In the listing below, a line holding "Mark the snow" and a line holding "Mark the cloud" mark the range. Retype both exactly, with all lines between them.

═════ Data to use ═════

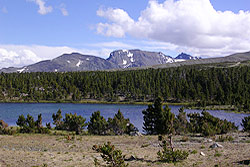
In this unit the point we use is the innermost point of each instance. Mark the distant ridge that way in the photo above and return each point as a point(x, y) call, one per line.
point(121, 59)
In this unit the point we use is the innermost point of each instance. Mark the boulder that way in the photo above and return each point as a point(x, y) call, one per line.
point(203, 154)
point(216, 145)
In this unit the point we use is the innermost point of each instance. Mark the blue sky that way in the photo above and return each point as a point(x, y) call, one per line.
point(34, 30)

═════
═════ Data to use ═════

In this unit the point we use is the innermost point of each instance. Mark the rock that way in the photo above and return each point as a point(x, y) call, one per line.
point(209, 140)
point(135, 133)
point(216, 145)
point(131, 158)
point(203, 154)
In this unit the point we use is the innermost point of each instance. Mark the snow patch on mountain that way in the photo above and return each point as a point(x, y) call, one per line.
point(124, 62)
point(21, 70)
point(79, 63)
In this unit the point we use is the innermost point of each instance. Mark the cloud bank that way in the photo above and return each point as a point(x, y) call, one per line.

═════

*Exercise response:*
In this unit the point we use is the innermost point of each instance. Mark the snow patch on mountain that way in the photo above and return each point as a point(x, y) call, one per line.
point(124, 62)
point(21, 70)
point(79, 63)
In this unit the point we use is the innermost point of each instance. Mark the cloud bank that way in the photo above and return each point as a point(x, y) call, one per line.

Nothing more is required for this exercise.